**Text section:**

-- start --

ARM Cortex-R4F Prefetch Abort Due to Flash Erase Interference and Misleading ECC Error

Prefetch Abort During Flash Erase with Misleading ECC Error Indication

The issue at hand involves an ARM Cortex-R4F processor (specifically the TI TMS570LS3137) experiencing a prefetch abort during flash erase operations. The prefetch abort is accompanied by misleading indications of a Synchronous Parity/ECC error in the Instruction Fault Status Register (IFSR), despite the fact that ECC checks have been explicitly disabled in the ATCM (Advanced Tightly Coupled Memory). The root cause of the issue is not related to ECC but rather to an interrupt occurring during a flash erase operation, which leads to an attempted instruction fetch from an address within the flash bank being erased. This fetch attempt violates the flash controller’s constraints, resulting in a prefetch abort.

The prefetch abort is characterized by the following register states:

• r14_abt (Abort Mode Link Register): Contains the value 0x10, which corresponds to the address of the data abort vector. This value is unexpected because it does not reflect the actual return address at the time of the abort.
• IFAR (Instruction Fault Address Register): Contains the value 0x0000000C, which is the address of the prefetch abort vector. This indicates that the processor attempted to execute an instruction from this address, which is not part of the application code.
• IFSR (Instruction Fault Status Register): Contains the value 0x00000409, indicating a Synchronous Parity/ECC error.
• AIFSR (Auxiliary Instruction Fault Status Register): Contains the value 0x00400000, indicating that the error occurred in the ATCM.

The user initially suspected that the issue was related to ECC, as the IFSR indicated a Synchronous Parity/ECC error. However, the ECC checks had been disabled by clearing the ATCMPCEN, B0TCMPCEN, and B1TCMPCEN bits in the Auxiliary Control Register (ACTLR). The following assembly code was used to disable ECC checks:

asm(" PUSH {r1}");
asm(" MRC p15, #0, r1, c1, c0, #1");  // Read ACTLR
asm(" BIC r1, r1, #0x0E000000");      // Clear ATCMPCEN, B0TCMPCEN, B1TCMPCEN
asm(" MCR p15, #0, r1, c1, c0, #1");  // Write ACTLR
asm(" POP {r1}");

Despite this, the prefetch abort persisted, leading to further investigation.

-- end --

(Items from a data source)
-- start --

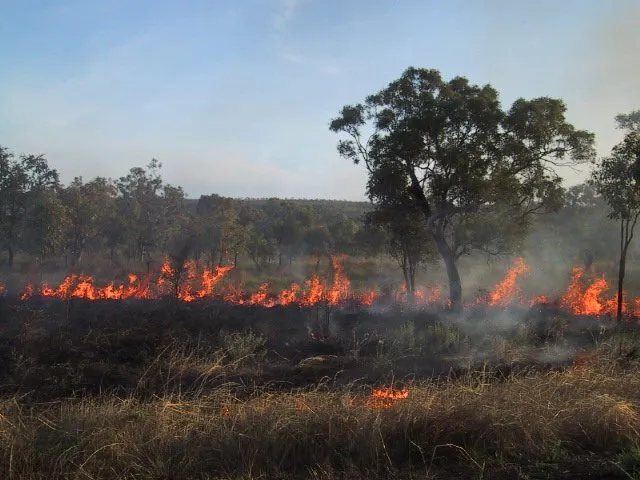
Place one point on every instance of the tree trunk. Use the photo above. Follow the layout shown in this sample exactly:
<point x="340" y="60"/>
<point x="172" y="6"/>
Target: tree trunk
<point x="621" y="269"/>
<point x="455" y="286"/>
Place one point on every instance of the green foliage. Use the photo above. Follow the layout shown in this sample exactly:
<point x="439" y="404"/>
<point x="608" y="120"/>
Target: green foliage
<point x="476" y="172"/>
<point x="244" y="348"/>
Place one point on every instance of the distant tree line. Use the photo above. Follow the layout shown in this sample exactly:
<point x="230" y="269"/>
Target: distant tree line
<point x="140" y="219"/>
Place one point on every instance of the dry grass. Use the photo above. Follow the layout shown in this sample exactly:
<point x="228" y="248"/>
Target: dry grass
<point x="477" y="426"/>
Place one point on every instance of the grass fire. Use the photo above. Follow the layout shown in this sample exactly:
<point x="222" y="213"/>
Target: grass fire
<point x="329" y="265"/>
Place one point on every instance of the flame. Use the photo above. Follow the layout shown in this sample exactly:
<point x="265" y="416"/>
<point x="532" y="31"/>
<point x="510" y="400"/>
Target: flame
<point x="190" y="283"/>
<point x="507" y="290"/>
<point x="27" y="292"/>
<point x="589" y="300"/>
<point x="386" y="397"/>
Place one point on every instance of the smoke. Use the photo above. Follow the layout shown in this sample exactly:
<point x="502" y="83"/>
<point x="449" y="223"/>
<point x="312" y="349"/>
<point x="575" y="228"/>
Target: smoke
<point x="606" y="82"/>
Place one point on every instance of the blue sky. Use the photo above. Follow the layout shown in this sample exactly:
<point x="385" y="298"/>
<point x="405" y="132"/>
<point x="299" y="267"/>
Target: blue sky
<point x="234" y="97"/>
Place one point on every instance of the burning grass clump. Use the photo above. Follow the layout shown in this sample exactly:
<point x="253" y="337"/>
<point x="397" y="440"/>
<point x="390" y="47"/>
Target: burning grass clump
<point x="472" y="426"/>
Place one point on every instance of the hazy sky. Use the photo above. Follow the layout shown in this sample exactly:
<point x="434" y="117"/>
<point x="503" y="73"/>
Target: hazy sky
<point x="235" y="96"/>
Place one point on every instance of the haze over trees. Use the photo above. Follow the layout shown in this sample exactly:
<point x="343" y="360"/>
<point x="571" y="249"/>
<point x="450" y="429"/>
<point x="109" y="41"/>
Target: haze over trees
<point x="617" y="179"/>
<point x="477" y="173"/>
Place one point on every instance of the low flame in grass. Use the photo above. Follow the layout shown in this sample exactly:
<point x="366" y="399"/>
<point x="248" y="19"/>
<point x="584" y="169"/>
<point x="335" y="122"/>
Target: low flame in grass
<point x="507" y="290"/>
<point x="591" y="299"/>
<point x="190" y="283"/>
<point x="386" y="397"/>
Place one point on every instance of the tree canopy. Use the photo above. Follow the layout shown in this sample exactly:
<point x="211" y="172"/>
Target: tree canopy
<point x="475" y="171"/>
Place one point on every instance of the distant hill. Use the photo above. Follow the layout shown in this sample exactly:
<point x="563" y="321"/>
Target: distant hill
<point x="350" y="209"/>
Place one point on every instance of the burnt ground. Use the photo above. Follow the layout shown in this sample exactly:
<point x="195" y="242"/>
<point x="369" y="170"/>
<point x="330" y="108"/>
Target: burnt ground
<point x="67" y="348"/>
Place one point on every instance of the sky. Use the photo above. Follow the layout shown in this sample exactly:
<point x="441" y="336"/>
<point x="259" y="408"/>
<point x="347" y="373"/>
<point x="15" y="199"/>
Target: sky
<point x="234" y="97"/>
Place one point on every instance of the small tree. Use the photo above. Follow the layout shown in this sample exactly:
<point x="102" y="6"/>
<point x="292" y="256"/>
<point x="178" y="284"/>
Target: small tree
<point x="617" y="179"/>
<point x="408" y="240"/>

-- end --

**Work to complete:**
(A) In the text on the Cortex-R4F prefetch abort, name every register in the bulleted list of register states.
(B) Reproduce the text on the Cortex-R4F prefetch abort from "The prefetch abort is characterized" to "in the ATCM.", substituting "Holds" for "Contains" throughout.

**Outputs:**
(A)
r14_abt (Abort Mode Link Register)
IFAR (Instruction Fault Address Register)
IFSR (Instruction Fault Status Register)
AIFSR (Auxiliary Instruction Fault Status Register)

(B)
The prefetch abort is characterized by the following register states:

• r14_abt (Abort Mode Link Register): Holds the value 0x10, which corresponds to the address of the data abort vector. This value is unexpected because it does not reflect the actual return address at the time of the abort.
• IFAR (Instruction Fault Address Register): Holds the value 0x0000000C, which is the address of the prefetch abort vector. This indicates that the processor attempted to execute an instruction from this address, which is not part of the application code.
• IFSR (Instruction Fault Status Register): Holds the value 0x00000409, indicating a Synchronous Parity/ECC error.
• AIFSR (Auxiliary Instruction Fault Status Register): Holds the value 0x00400000, indicating that the error occurred in the ATCM.